● THE PROBLEM
The answer must be an exact reproduction of all the entries.

● EXERCISE MATERIALS
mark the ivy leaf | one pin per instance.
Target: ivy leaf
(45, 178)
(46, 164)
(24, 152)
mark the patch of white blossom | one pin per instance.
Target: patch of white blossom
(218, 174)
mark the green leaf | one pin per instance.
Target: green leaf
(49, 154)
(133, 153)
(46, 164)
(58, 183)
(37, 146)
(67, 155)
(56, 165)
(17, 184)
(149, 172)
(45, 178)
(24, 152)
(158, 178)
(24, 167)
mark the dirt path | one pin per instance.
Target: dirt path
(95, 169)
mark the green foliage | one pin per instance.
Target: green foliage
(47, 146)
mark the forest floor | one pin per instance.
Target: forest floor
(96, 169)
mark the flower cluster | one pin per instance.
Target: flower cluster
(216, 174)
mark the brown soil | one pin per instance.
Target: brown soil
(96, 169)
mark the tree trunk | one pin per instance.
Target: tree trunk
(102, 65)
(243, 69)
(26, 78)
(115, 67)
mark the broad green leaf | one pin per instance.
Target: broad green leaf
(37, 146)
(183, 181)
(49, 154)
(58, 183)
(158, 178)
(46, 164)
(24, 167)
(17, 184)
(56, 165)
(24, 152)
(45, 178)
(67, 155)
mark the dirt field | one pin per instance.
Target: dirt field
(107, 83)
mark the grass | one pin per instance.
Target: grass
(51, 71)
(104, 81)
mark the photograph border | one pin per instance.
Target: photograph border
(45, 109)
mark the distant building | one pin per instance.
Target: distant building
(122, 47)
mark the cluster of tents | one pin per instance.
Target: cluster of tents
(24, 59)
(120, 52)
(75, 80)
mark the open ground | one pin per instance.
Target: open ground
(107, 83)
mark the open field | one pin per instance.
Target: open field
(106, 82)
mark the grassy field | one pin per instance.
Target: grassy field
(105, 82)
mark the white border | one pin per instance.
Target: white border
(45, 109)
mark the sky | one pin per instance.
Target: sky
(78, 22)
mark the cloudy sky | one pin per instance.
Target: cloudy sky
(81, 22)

● REPLY TO THE EXERCISE
mark the ivy leaf | one pin per instance.
Target: ivy leaf
(45, 178)
(46, 164)
(24, 152)
mark the patch of white blossom | one pin per instance.
Target: patch of white blossom
(218, 174)
mark the green leaf | one pin per instance.
Target: green leaf
(49, 154)
(133, 153)
(46, 164)
(58, 183)
(37, 146)
(67, 155)
(56, 165)
(17, 184)
(149, 172)
(45, 178)
(24, 152)
(158, 178)
(24, 167)
mark the dirt path | one pin per instance.
Target: dirt path
(95, 169)
mark the green foliage | one pin per instance.
Target: green foliage
(47, 146)
mark the forest floor | one pin per instance.
Target: forest floor
(96, 169)
mark the flower cluster | one pin per instance.
Target: flower cluster
(216, 174)
mark the brown soil | one pin per instance.
Target: brown soil
(96, 169)
mark the tree trunk | one pin per instance.
Target: tree trunk
(102, 65)
(243, 69)
(26, 78)
(115, 67)
mark the broad green leaf | one pin per instance.
Target: broad green leaf
(37, 146)
(183, 181)
(49, 154)
(58, 183)
(158, 178)
(46, 164)
(24, 167)
(17, 184)
(56, 165)
(24, 152)
(45, 178)
(67, 155)
mark the dirt field | one pin per instance.
Target: dirt field
(107, 83)
mark the grass | one pin per instance.
Target: grass
(51, 71)
(104, 81)
mark the photograph border | one pin per instance.
Target: photograph border
(45, 109)
mark the distant building | one pin per instance.
Target: distant building
(122, 47)
mark the cluster of tents | one pin per instance.
Target: cluster of tents
(24, 59)
(120, 52)
(75, 80)
mark the open ground | one pin per instance.
Target: open ground
(107, 83)
mark the open field | one pin per instance.
Target: open field
(106, 82)
mark the grassy field | one pin per instance.
Target: grassy field
(105, 82)
mark the white border | one pin per instance.
Target: white border
(45, 109)
mark the sky | one pin per instance.
Target: sky
(78, 22)
mark the cloudy sky | one pin per instance.
Target: cloudy sky
(81, 22)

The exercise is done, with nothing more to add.